- What you should do
Please count the lines in the items below that contain the string "open", and reply with that number alone.

- Listing
::::

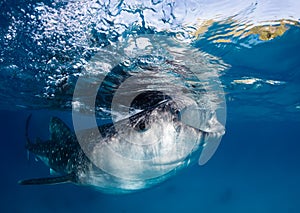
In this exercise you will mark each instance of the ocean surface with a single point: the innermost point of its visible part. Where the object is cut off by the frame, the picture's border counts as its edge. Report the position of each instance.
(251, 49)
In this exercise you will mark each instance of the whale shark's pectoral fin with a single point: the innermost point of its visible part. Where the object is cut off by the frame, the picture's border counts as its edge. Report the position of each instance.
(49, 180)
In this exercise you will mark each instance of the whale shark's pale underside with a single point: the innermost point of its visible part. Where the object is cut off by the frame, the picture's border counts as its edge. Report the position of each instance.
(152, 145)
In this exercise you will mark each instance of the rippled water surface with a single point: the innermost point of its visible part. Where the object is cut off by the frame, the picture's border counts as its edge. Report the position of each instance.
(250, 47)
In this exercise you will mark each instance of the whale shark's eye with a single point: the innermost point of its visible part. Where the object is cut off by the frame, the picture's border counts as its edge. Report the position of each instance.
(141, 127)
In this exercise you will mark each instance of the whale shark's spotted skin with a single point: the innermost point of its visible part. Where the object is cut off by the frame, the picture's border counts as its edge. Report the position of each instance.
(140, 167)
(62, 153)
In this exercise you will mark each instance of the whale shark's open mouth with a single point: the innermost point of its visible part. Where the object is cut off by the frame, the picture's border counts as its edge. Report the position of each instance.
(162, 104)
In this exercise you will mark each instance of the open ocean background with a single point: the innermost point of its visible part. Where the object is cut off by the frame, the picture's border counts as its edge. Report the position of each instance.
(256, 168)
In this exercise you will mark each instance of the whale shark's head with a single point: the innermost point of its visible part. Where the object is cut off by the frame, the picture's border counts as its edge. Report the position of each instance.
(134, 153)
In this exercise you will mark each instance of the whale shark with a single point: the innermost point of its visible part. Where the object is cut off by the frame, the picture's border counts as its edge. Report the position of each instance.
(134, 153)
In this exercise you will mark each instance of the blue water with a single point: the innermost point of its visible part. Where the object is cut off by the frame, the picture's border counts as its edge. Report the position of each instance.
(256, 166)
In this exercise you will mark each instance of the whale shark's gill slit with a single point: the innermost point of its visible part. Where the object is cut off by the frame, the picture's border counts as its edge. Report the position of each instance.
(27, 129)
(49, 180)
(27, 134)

::::

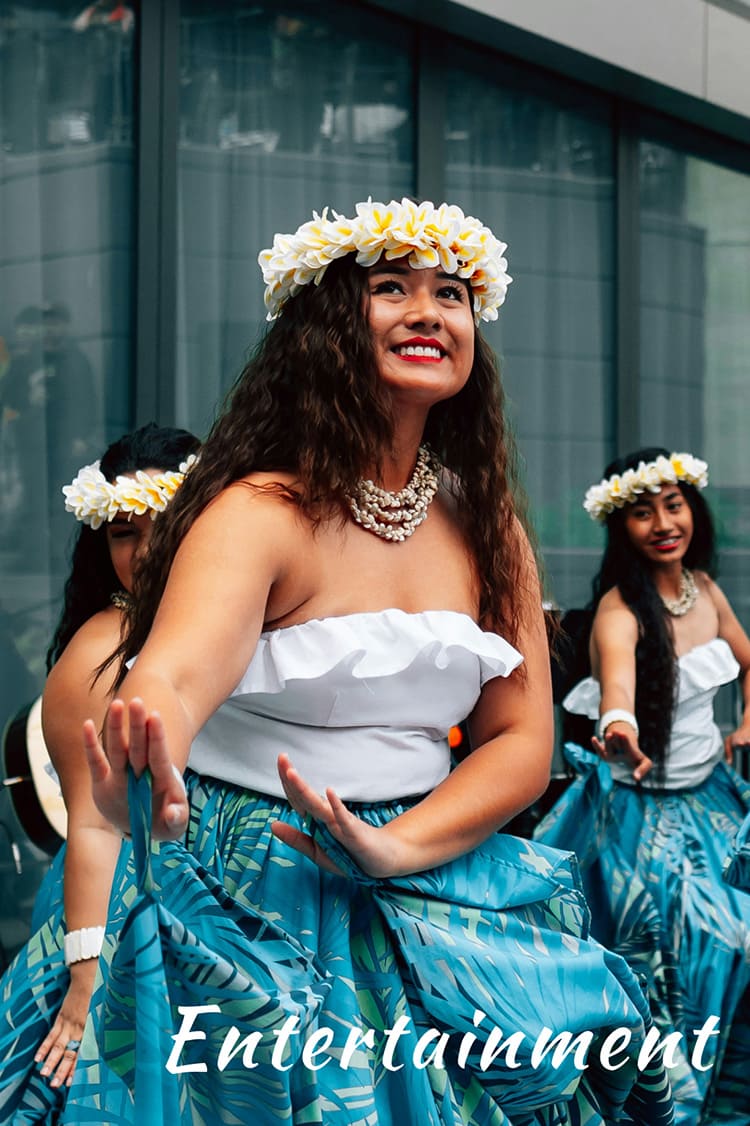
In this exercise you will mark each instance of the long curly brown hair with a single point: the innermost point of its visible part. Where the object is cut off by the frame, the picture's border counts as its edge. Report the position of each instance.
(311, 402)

::::

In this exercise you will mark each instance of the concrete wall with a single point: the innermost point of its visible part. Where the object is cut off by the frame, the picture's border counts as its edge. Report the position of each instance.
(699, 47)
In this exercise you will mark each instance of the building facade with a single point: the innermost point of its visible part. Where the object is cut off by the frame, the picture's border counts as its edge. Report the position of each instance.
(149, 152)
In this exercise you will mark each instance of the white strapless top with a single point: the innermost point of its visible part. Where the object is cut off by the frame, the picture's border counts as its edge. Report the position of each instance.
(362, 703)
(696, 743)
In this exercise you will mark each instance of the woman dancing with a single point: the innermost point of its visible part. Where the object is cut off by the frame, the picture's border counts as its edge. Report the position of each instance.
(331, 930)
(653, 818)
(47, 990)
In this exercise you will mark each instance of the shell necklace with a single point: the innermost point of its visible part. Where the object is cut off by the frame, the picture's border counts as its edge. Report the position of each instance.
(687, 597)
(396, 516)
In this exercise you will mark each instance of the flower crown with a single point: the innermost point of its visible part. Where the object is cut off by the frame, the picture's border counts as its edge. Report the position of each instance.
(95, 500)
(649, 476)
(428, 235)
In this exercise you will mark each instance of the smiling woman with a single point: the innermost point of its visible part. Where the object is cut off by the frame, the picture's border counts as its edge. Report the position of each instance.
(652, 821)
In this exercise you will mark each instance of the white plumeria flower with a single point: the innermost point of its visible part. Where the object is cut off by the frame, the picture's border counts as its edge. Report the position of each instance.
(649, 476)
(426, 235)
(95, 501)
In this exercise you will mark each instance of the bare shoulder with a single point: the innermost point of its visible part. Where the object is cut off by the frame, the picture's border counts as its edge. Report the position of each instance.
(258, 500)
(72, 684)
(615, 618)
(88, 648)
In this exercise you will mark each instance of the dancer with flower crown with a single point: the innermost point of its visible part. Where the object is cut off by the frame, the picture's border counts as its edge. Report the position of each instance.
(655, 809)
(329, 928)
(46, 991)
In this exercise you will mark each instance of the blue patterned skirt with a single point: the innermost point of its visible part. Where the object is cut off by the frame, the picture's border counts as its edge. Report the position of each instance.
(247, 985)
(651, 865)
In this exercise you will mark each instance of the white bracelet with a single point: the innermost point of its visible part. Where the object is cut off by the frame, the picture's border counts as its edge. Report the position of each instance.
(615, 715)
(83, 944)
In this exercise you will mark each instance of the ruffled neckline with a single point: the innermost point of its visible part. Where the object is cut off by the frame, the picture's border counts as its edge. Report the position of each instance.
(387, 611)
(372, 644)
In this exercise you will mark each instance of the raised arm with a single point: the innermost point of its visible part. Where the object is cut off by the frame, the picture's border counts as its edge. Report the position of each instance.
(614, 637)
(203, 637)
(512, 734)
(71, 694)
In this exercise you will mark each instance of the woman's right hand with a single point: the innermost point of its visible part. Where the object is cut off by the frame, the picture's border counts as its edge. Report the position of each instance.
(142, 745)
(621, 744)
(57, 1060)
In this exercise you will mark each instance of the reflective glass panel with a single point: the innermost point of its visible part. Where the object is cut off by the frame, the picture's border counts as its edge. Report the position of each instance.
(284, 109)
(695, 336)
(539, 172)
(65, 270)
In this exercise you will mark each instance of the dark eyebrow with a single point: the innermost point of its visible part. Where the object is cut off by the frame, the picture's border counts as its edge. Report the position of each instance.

::::

- Answer below
2